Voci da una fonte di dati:
********
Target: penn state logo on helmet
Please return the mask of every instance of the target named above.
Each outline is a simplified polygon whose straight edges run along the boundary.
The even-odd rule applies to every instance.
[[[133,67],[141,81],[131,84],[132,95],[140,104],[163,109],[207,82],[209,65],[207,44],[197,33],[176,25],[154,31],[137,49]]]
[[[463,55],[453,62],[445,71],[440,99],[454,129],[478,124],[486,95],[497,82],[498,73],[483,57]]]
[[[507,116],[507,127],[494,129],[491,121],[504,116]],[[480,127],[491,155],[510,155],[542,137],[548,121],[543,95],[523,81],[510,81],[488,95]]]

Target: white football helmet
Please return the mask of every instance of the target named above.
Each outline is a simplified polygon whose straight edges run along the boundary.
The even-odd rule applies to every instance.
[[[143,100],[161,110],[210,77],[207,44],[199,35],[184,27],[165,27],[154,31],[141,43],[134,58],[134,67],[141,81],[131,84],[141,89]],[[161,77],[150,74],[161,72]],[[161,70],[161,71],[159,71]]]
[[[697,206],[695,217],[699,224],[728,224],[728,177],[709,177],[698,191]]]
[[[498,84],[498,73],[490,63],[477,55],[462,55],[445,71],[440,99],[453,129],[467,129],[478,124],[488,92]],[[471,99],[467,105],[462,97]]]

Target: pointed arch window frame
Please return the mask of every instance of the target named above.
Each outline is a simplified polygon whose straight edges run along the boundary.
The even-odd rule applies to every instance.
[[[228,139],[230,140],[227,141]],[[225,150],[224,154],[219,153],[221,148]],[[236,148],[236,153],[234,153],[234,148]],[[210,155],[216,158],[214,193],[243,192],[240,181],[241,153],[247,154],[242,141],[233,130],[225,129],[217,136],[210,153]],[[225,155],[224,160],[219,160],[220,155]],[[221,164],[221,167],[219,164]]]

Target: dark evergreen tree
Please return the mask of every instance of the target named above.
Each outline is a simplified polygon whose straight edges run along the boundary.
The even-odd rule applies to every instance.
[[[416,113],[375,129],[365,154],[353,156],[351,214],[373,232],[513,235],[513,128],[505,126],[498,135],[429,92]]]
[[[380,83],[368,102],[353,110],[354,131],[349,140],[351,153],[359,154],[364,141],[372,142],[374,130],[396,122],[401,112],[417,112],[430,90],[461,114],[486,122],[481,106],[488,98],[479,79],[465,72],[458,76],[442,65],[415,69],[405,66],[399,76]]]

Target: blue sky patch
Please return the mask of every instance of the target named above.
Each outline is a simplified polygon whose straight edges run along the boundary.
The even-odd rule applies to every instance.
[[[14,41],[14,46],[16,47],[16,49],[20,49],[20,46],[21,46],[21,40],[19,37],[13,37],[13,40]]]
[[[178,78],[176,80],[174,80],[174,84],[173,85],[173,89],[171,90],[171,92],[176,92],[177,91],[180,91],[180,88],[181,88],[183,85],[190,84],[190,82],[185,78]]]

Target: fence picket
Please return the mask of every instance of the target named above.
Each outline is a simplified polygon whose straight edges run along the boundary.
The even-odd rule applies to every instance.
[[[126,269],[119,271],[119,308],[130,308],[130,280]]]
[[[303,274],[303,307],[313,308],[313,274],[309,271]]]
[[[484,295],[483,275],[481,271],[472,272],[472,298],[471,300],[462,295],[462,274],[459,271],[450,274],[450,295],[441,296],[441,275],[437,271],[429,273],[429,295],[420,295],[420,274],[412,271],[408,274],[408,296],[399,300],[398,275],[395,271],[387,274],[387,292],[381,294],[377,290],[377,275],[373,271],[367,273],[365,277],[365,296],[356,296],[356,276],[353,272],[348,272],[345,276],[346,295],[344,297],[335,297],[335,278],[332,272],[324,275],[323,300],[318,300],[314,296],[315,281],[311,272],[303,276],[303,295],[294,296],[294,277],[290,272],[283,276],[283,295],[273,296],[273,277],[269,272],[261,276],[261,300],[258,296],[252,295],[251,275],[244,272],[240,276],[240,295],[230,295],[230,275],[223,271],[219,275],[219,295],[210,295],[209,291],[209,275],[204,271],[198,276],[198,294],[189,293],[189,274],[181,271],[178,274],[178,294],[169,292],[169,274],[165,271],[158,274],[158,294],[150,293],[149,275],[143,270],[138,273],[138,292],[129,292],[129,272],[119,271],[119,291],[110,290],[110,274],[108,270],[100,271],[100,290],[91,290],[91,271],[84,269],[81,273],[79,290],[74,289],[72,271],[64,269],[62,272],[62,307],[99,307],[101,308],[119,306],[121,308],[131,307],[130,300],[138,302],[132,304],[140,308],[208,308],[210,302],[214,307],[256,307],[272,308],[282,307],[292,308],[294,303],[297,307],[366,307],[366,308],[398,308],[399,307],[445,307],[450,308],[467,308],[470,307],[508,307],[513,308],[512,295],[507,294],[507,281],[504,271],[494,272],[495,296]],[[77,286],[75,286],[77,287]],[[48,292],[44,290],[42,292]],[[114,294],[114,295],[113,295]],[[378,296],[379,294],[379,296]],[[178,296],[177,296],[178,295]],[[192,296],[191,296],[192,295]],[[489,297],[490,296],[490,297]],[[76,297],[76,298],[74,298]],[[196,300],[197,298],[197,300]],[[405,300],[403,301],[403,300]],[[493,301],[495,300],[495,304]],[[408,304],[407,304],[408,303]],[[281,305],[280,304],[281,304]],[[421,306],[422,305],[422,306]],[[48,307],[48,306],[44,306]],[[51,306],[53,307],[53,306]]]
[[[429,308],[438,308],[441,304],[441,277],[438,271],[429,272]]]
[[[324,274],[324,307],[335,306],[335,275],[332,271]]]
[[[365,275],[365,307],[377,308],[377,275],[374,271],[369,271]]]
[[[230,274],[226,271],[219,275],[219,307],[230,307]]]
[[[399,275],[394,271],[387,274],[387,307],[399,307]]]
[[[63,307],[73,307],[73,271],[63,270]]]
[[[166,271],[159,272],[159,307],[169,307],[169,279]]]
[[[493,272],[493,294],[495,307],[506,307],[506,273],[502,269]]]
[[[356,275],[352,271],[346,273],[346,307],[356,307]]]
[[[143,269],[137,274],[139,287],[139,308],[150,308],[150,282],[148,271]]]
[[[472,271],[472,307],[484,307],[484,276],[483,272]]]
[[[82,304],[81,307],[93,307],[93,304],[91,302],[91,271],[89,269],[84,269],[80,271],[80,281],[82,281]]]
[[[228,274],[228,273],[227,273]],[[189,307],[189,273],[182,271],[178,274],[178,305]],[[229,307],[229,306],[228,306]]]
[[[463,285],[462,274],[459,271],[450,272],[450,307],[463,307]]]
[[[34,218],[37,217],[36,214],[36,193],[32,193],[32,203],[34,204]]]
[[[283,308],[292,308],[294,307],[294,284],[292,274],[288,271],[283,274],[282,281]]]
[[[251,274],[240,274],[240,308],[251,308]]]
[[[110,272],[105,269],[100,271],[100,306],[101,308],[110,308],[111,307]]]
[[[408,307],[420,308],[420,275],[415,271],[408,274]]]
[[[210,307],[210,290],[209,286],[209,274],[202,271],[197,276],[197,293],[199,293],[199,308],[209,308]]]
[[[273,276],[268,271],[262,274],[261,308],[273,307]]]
********
Ricopia solo le righe dalla riga che contiene "Target: fence picket" fino a quella che contiene "[[[126,269],[119,271],[119,308],[130,308],[130,280]]]", entrambe comprese, senza cambiare il testo. Nelle risposte riscala ogni coordinata moltiplicandola per 1,35 e arrotondandola all'intero, con le metà arrotondate per eccesso.

Target: fence picket
Please return the mask of every instance of the target named above.
Each outline is a simplified polygon whose straight edges run along the boundary.
The even-odd rule applies to every instance.
[[[170,363],[161,366],[161,416],[176,416],[176,378]]]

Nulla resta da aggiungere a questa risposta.